### [TEXT EXCERPT]
------

The FINANCIAL — “There were signs as well of a cyberwarfare campaign, as Georgian government Web sites were crashing intermittently during the day,” says New York Times. Georgia’s actions in South Ossetia have factually turned into a Ruso-Georgian war. The information war, however, has also reached a new level of escalation, says Deutsche Welle’s Ingo Mannteufel.
The front page of the website of Russian backed news agency, OSinform – osinform.ru – which is run by the breakaway region’s state radio and television station IR – retained the agency’s header and logo, but otherwize the entire page was featuring Alania TV’s website content, including its news and images. Alania TV is supported by the Georgian government, and targets audiences in the breakaway region.
Another website of the breakaway region’s radio and television station – osradio.ru – was also hacked.
Alania TV has denied any involvement, saying it was itself surprised to see its content on the rival news agency’s website.
“There were signs as well of a cyber-warfare campaign against Georgia, as Georgian government. Web sites were crashing intermittently Friday, reports Seattle Times, United States.
On August 8, the website of the Ministry of Foreign Affairs of Georgia was accessed by hackers and Georgian President Michael Saakashvili’s portraits in Hitler look-alike was put on the front page.
On its side Georgia warns people not to believe in any information spread by Russian online, radio, TV or press sources, – as they’re mostly false.
South Ossetian officials stated that two Ossetian news media sites were hacked. Dmitry Medoyev, the South Ossetian secessionist envoy in Moscow, claimed that Georgia was trying to cover up reports of deaths.
As earlier, NY Times reported on July 24, government Web sites in two former Soviet republics, Lithuania and Georgia, came under cyber attacks over the weekend, according to Lithuanian officials and an Internet watchdog group. It was the second time in less than a month that Web sites in Lithuania had been targets. While the origins of the attacks were not known, both countries have had tense relations with Russia, and Russian hackers are believed to have been responsible for earlier, similar incidents. The Web site of the Lithuanian tax office was taken down after it was flooded with information requests, officials said. In Georgia, according to Shadowserver, an Internet watchdog group, hackers shut down the Web site of the president for more than 24 hours. The Georgian government would not confirm the cutoff.
On July 31, Washington Times reported that, the Web site of President Mikhail Saakashvili of Georgia was brought down last week by hackers apparently based in Russia, the latest in a string of cyber-attacks suffered in neighboring countries experiencing friction with Moscow.

------

### [RECORDED DATA]
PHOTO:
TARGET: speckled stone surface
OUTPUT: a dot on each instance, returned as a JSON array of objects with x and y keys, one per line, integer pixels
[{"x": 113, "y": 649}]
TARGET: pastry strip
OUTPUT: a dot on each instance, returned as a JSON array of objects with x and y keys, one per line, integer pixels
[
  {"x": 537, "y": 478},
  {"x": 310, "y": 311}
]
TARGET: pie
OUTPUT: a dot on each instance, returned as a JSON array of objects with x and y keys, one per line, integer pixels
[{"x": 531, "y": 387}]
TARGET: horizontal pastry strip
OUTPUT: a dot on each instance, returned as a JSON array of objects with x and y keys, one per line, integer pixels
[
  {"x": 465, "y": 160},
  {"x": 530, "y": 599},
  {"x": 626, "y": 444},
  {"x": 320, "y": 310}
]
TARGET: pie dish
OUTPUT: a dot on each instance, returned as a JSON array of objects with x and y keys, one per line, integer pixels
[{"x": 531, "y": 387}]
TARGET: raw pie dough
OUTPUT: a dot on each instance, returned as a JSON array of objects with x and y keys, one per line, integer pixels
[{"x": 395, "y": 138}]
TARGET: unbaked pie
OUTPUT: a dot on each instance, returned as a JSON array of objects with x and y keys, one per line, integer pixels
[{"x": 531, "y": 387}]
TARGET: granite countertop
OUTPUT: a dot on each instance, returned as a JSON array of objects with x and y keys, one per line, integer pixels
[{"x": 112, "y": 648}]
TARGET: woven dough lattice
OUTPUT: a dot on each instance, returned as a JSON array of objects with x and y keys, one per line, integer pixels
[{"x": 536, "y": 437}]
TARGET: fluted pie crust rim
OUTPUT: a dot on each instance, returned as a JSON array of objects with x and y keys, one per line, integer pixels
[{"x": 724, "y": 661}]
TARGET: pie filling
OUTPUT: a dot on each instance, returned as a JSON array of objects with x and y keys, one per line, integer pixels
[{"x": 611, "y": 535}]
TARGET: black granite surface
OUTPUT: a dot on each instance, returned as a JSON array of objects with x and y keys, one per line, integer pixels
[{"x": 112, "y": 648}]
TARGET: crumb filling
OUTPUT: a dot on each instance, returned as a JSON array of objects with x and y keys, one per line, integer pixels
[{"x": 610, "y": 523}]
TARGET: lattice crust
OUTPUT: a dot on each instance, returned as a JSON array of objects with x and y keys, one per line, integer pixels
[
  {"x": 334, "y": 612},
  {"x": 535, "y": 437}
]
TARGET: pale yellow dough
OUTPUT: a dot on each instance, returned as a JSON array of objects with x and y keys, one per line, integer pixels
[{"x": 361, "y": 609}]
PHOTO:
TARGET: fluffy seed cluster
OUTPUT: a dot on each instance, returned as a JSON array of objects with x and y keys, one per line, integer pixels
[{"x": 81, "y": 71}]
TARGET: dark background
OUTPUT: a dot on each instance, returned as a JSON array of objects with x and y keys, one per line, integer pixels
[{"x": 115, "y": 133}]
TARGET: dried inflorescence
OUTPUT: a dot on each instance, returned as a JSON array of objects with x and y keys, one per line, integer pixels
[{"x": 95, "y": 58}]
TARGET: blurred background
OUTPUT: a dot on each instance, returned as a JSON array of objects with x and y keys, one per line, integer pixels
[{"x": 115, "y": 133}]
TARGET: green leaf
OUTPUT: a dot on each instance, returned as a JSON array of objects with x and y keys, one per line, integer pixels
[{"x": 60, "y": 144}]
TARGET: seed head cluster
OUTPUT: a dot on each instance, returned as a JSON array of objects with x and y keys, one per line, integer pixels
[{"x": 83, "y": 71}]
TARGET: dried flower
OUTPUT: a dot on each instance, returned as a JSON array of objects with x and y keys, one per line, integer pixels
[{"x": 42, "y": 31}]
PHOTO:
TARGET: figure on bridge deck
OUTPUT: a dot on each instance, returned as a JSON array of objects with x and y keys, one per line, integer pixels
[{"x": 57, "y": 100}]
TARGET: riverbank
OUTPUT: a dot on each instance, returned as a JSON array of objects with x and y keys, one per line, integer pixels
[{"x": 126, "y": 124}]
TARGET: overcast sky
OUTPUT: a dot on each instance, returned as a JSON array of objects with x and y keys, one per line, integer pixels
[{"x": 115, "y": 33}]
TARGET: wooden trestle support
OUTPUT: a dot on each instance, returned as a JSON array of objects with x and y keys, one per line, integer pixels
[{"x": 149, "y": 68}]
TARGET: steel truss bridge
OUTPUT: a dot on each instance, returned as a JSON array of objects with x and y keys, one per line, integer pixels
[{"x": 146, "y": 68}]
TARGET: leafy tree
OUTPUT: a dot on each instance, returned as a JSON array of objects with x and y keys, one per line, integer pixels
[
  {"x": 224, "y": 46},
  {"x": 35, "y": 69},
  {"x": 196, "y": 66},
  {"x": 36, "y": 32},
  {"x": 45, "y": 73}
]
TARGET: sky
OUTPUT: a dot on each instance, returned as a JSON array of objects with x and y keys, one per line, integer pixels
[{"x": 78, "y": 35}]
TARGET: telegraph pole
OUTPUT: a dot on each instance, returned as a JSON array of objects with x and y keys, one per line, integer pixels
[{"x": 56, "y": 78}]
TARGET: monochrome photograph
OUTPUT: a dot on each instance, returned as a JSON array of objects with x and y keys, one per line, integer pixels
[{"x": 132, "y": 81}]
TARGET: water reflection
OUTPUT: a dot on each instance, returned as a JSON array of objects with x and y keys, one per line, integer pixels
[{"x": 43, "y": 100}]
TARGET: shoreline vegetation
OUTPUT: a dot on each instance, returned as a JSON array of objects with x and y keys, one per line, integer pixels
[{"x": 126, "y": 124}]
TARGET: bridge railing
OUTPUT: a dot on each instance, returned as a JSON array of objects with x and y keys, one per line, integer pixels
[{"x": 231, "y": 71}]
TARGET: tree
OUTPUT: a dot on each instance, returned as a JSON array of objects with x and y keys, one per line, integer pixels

------

### [PROBLEMS AND TASKS]
1. Rewrite the paragraph of the article on the Russia-Georgia cyber conflict that begins "As earlier, NY Times reported on July 24" as a bulleted list that keeps its main facts.
2. Carry on the article on the Russia-Georgia cyber conflict, starting after its final sentence.

### [LIST OF ANSWERS]
1.
- On July 24, the NY Times reported that government websites in Lithuania and Georgia, two former Soviet republics, had come under cyber attacks over the weekend, according to Lithuanian officials and an Internet watchdog group.
- This was the second time in less than a month that Lithuanian websites had been targeted.
- The origins of the attacks were not known. Both countries have had tense relations with Russia, and Russian hackers are believed to have been responsible for earlier, similar incidents.
- Officials said the Lithuanian tax office's website was taken down after it was flooded with information requests.
- According to Shadowserver, an Internet watchdog group, hackers shut down the Georgian president's website for more than 24 hours. The Georgian government would not confirm the cutoff.

2.
The attack was monitored by several U.S. Internet-watch operations, including the center run by the Department of Homeland Security’s (DHS) Computer Emergency Response Team (U.S.-CERT).
An official at U.S.-CERT, who was authorized to speak to the media but not to give his name, said the center was “not involved in any response,” but had passed information about the incident, called a distributed denial-of-service attack (DDOS), to DHS intelligence analysts.
The official said the attack did not look like a prelude to, or opening salvo in, any wider assault. “We don’t think it is part of anything larger,” he said.
DDOS attacks work by bombarding the server where the site is based with bogus messages and requests from networks of computers that, often unbeknownst to their owners, have been infected by malicious software and taken over by hackers.
Such bot-nets, short for robot-networks, can be rented from the hackers that run them, known as bot herders, and have been used before in cyber-war attacks like the one on Estonia last year.
The flood of messages makes the server unable to deal with legitimate Web traffic, so those trying to visit the site will experience abnormal delays and may not be able to reach it at all.
In Lithuania, 300 Web sites were defaced earlier this month after a law was promulgated banning the public display of Soviet-era symbols.
Estonian government Web sites were pounded by a massive series of DDOS attacks in April and May 2007, after a decision to move a monument honoring Soviet World War II soldiers. The attacks were believed to be part of a series of protests from Russia and ethnic Russians in Estonia.
Russia and Georgia have been feuding recently over Russia’s deployment in May of about 400 soldiers to Abkhazia, a separatist region in Georgia. Moscow supports the separatists, and officials in Georgia say Russia is attempting to annex the region.